— Work item —
Among the entries below, please repeat exactly and only the lines from the line containing "frame? Indicate one point per instance." to the line containing "top? Indicate one point per instance.", both lines included.

— Data for analysis —
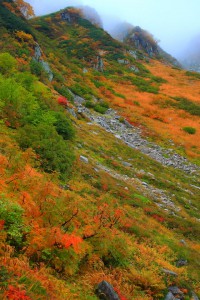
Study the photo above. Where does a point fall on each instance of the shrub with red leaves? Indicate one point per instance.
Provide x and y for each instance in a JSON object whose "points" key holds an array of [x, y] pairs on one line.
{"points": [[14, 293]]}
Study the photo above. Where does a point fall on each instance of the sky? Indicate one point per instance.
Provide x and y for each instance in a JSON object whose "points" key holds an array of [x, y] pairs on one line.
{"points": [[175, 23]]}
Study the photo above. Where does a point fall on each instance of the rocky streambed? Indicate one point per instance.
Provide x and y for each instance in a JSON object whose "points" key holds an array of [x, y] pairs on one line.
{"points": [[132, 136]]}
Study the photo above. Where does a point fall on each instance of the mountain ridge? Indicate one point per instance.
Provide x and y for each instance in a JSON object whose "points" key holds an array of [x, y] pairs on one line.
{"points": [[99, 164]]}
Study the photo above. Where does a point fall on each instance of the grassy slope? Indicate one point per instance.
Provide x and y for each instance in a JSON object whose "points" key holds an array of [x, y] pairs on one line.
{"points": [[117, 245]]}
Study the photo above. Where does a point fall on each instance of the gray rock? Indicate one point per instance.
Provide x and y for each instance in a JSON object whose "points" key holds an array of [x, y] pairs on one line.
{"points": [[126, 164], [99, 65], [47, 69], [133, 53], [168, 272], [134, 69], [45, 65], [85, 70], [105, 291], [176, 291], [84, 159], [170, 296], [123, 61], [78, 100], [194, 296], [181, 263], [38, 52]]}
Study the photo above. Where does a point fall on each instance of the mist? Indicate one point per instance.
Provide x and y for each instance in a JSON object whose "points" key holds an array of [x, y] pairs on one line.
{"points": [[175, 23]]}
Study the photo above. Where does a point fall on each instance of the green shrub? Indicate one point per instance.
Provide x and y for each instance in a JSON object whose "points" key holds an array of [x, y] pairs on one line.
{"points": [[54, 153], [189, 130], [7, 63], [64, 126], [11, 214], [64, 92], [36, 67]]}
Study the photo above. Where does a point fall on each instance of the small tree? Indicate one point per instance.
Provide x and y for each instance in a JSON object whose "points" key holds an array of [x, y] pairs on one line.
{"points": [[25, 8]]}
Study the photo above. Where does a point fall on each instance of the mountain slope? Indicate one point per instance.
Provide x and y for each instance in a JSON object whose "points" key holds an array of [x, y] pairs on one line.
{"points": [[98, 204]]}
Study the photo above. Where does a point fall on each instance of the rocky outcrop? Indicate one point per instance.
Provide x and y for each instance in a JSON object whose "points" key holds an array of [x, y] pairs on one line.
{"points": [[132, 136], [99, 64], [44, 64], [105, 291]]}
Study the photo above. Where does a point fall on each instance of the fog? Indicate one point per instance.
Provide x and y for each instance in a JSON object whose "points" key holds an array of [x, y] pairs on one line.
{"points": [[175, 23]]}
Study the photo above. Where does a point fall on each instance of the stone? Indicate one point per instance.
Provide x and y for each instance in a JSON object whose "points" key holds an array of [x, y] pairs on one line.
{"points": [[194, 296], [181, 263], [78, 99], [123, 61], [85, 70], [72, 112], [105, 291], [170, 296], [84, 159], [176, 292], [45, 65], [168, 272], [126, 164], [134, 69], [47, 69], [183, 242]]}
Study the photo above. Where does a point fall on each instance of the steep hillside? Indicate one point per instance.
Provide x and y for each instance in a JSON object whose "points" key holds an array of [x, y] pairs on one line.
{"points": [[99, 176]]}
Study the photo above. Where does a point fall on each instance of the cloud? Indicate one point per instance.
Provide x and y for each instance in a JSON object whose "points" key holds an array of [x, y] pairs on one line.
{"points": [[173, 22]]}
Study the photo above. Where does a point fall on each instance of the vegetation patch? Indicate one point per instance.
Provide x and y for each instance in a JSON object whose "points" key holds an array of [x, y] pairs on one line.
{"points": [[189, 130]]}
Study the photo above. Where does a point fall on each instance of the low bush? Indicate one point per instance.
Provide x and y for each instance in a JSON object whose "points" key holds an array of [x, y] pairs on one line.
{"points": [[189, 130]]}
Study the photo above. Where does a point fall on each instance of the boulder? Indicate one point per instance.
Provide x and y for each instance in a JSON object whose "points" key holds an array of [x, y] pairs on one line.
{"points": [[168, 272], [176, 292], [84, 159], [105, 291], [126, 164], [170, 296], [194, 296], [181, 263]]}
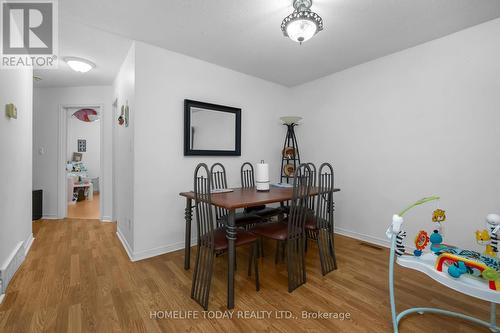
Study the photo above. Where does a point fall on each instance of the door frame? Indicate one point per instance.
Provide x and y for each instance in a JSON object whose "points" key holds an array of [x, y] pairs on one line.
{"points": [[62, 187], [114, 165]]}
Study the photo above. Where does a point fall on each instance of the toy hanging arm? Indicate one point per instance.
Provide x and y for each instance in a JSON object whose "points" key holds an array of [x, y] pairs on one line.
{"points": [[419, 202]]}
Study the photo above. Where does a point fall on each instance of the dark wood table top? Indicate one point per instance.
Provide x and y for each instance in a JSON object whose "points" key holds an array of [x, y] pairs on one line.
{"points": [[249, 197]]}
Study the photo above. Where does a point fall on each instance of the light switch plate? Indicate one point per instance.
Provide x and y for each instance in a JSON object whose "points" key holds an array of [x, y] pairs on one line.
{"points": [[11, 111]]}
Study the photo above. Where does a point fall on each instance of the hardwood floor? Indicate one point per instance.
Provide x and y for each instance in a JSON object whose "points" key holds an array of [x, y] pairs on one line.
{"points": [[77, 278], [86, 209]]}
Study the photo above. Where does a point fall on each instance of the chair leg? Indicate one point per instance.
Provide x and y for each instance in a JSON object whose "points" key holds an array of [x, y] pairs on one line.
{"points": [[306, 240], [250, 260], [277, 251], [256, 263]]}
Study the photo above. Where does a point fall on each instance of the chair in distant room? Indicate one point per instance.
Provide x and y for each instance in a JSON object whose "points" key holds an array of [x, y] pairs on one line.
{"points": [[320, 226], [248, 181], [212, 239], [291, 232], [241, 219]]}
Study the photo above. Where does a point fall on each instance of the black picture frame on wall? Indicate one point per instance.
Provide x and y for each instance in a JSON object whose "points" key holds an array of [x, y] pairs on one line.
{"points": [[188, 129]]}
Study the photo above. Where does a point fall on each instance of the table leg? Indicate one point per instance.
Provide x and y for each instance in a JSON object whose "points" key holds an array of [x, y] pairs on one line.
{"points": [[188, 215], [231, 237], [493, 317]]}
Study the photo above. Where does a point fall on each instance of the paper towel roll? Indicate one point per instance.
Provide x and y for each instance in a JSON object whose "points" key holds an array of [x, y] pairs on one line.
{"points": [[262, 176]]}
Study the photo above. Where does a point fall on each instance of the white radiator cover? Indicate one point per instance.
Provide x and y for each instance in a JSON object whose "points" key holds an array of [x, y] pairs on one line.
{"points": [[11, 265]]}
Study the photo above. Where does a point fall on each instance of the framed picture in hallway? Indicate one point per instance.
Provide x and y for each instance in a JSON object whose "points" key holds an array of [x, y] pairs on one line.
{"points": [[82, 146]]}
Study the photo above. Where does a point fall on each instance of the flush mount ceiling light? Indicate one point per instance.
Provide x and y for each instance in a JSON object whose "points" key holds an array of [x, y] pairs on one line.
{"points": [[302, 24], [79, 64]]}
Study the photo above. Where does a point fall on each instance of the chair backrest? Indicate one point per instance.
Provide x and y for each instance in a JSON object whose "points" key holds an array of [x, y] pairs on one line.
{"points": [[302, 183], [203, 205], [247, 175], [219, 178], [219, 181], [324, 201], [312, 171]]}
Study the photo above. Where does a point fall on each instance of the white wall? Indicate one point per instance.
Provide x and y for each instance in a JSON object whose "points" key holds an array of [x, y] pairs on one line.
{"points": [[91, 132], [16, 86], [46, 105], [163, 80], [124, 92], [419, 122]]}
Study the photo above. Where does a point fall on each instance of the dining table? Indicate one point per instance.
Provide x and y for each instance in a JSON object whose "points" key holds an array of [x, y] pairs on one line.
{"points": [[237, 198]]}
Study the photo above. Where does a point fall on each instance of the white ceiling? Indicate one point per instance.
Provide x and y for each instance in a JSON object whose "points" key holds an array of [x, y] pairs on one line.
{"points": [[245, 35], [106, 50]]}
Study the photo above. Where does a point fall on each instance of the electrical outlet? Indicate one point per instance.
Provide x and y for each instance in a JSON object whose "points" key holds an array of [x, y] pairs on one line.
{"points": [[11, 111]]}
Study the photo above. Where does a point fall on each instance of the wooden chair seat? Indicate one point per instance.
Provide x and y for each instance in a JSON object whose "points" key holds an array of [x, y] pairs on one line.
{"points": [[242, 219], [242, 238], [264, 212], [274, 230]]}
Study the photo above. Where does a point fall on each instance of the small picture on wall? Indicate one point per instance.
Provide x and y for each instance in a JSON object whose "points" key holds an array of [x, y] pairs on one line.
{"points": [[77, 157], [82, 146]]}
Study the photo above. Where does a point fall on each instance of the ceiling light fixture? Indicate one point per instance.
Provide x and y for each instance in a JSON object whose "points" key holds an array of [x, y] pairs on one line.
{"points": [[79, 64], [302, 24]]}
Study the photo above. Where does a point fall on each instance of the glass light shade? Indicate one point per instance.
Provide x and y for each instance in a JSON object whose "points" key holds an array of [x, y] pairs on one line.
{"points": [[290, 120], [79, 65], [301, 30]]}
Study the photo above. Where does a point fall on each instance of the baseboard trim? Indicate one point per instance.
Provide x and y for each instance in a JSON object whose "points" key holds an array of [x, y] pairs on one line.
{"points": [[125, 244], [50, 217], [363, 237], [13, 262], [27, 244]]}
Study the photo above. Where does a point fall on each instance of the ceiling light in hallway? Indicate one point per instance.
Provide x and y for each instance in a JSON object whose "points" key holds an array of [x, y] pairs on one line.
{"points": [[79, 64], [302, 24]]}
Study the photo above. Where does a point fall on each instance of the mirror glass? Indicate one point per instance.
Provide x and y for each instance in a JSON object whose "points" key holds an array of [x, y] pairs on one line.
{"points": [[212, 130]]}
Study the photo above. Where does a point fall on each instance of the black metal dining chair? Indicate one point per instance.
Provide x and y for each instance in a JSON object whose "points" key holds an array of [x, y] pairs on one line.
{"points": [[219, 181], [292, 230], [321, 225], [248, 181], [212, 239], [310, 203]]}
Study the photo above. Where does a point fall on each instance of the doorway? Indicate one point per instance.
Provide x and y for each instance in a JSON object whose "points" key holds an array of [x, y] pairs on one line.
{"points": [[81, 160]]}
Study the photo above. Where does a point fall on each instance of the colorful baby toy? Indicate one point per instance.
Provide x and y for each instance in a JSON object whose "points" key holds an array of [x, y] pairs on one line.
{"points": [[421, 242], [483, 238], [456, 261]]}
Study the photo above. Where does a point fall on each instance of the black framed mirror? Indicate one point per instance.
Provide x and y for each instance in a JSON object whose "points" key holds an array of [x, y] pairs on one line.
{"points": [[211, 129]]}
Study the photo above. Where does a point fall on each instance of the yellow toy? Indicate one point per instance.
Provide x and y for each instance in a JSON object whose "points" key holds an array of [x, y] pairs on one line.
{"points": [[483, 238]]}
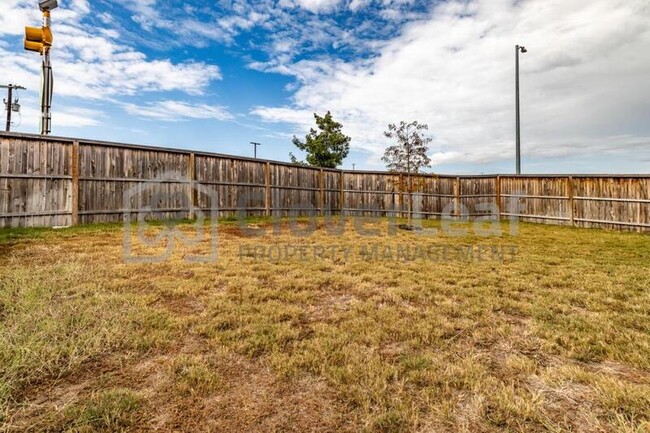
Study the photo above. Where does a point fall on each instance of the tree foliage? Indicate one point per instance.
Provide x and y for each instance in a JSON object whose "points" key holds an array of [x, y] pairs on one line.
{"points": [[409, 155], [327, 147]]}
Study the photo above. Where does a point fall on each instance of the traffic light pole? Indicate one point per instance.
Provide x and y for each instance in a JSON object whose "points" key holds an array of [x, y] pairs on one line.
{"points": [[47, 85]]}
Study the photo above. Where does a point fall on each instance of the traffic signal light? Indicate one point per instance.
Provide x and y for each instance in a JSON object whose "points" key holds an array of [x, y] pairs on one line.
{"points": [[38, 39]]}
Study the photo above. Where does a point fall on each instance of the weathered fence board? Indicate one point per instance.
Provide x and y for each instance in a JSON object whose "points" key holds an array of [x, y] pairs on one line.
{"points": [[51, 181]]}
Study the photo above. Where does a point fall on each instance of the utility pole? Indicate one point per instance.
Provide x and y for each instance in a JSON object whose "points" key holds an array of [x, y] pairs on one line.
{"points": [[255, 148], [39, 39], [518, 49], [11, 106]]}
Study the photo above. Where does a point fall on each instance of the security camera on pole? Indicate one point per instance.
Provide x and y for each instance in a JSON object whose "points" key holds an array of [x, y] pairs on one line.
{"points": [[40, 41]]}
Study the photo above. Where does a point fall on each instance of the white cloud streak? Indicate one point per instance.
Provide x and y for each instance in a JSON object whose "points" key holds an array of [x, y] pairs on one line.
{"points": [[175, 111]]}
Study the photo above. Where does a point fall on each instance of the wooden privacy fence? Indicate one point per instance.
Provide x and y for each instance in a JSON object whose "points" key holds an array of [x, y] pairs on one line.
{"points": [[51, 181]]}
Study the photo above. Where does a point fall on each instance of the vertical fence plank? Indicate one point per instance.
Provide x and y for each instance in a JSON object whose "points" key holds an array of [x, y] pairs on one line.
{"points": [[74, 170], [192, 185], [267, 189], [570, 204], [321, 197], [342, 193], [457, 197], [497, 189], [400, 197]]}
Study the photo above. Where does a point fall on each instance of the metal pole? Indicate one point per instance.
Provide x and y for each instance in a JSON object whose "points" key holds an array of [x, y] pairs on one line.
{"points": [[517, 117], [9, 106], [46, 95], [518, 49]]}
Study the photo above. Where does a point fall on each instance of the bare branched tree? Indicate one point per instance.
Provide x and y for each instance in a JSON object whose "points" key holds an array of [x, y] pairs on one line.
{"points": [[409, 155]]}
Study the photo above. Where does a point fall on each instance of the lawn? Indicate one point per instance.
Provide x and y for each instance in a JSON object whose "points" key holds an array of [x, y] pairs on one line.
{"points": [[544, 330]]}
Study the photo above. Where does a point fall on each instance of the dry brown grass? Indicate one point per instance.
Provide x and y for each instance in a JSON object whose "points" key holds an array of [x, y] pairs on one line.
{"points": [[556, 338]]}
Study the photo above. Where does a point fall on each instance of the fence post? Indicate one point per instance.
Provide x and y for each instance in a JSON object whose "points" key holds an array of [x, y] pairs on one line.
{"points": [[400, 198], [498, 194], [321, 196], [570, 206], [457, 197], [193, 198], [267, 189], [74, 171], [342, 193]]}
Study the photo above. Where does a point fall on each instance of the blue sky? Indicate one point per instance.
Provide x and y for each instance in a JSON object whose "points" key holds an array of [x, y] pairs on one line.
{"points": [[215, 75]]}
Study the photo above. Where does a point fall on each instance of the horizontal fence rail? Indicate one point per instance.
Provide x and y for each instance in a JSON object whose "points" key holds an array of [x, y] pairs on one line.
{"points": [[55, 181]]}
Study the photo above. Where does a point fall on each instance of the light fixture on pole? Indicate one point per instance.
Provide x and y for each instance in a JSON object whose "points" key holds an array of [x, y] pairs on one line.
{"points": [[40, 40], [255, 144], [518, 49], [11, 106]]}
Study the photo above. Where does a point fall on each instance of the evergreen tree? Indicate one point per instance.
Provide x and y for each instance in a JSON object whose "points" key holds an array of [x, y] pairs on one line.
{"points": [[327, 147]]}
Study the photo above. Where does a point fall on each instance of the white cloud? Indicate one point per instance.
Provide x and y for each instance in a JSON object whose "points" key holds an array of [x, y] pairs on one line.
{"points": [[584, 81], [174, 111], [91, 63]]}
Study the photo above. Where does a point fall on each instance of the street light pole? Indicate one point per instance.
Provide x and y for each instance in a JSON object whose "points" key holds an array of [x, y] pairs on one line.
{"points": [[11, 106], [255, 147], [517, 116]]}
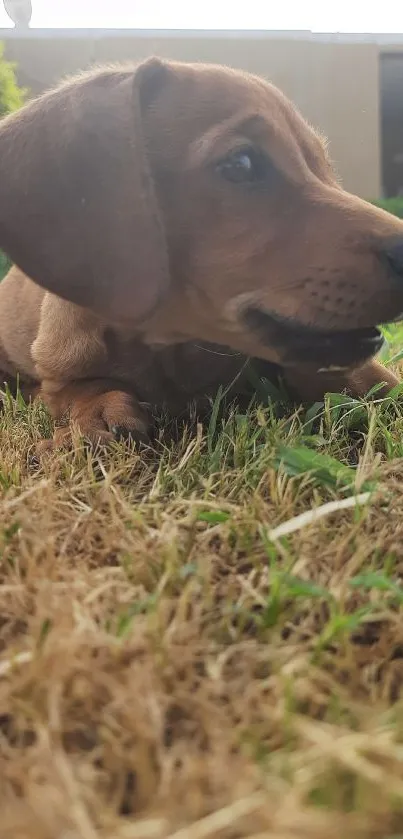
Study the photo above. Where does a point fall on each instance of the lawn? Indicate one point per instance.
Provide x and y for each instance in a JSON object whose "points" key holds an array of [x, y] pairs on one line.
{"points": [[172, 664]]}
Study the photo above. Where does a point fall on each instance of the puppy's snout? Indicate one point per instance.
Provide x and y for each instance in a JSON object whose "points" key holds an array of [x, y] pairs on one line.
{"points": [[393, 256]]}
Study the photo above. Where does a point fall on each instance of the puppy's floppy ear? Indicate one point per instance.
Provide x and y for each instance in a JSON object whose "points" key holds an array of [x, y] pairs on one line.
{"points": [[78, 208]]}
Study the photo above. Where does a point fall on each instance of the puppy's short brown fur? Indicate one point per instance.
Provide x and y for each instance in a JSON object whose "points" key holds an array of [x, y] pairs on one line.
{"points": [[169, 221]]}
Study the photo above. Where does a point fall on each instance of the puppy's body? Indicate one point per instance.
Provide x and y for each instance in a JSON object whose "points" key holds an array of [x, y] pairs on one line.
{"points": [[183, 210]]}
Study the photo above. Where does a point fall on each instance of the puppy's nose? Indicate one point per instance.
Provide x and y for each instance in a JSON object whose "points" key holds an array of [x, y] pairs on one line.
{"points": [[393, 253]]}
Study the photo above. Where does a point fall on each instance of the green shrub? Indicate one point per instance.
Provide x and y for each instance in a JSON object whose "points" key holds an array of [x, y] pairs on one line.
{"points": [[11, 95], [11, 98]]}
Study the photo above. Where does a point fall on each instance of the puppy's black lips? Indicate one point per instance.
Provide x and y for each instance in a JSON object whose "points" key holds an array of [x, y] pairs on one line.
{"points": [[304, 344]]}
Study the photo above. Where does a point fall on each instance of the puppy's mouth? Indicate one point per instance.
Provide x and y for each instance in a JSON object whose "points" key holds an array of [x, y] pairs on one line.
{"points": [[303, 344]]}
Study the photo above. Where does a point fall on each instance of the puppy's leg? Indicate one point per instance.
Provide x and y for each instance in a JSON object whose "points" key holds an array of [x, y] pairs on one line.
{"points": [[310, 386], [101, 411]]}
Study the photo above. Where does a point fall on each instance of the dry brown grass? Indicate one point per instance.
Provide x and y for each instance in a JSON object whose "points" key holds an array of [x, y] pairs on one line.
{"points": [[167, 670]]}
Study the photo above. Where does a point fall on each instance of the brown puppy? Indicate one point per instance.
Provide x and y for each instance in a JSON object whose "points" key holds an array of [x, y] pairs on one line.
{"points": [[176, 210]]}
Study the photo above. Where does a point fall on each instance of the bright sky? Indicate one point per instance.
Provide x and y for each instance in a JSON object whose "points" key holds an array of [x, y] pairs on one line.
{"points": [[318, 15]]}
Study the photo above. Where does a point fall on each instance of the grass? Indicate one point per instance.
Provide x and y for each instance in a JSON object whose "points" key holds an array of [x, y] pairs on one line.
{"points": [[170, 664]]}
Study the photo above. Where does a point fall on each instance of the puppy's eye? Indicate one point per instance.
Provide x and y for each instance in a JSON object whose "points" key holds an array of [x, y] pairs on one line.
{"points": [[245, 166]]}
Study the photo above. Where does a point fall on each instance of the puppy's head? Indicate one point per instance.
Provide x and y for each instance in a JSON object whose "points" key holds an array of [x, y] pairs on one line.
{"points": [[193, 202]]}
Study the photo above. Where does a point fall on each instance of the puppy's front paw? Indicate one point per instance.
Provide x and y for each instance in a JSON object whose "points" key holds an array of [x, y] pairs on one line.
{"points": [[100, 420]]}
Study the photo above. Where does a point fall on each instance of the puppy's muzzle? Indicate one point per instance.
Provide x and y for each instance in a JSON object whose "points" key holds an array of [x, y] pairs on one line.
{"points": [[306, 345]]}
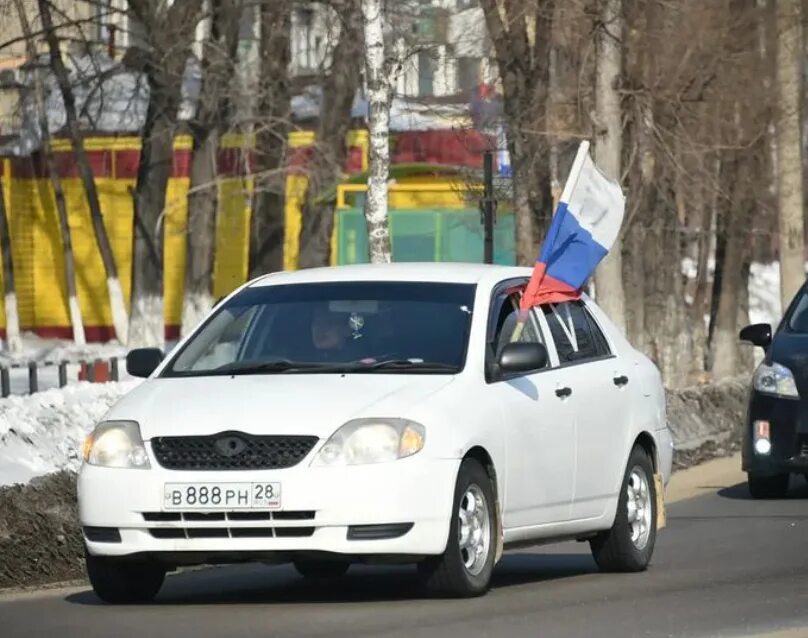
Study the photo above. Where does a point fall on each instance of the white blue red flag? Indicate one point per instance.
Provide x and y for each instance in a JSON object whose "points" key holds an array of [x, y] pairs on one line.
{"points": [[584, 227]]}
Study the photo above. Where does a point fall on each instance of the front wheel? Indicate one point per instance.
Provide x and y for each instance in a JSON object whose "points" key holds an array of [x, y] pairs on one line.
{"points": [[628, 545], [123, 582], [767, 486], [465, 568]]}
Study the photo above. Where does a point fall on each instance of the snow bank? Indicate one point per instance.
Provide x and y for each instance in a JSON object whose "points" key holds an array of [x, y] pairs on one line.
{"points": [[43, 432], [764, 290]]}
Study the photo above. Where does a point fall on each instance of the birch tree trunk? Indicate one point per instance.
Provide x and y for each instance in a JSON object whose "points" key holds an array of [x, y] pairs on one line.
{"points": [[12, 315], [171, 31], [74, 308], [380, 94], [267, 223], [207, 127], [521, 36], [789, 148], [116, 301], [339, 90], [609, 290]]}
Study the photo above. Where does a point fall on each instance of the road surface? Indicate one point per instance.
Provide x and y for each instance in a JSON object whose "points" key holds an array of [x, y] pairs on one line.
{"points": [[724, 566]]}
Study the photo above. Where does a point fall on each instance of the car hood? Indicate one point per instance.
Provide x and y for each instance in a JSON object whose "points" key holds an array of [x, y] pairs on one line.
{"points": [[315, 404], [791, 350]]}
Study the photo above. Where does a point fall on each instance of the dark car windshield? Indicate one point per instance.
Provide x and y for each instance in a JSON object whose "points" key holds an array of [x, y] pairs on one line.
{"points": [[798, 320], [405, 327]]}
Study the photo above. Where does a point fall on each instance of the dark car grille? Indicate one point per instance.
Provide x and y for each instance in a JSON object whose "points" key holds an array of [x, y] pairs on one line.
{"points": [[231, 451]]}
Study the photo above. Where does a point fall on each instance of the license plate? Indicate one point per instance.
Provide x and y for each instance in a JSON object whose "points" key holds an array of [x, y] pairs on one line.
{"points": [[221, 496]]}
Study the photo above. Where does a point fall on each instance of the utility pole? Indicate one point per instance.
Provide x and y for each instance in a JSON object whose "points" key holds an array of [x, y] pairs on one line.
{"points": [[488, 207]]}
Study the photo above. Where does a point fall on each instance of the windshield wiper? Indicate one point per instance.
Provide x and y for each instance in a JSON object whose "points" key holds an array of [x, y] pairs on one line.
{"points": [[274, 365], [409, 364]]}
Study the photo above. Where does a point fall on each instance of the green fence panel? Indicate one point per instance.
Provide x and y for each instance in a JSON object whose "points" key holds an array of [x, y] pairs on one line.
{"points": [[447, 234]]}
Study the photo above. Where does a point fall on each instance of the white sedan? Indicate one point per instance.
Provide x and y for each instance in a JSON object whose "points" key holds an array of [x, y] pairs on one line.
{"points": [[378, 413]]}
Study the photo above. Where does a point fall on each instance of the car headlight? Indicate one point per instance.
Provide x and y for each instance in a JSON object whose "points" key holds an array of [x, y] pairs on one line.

— Completed task —
Study the photo above. Where does a point fall on each instance of the door frame? Indicate one point per instance.
Provide x and y for each instance in a JSON object whose "points" key holds an array of [x, y] pairs on one line.
{"points": [[62, 187], [114, 165]]}
Study the photo above. Where does a point fall on each instance of the toy hanging arm? Indicate one point per instance.
Provide x and y for each instance in a JSON object whose "points" key holds an array of [x, y] pairs on one line.
{"points": [[419, 202]]}
Study the photo above. Where does a point fall on each instance of the dark wood table top? Indicate one point per instance.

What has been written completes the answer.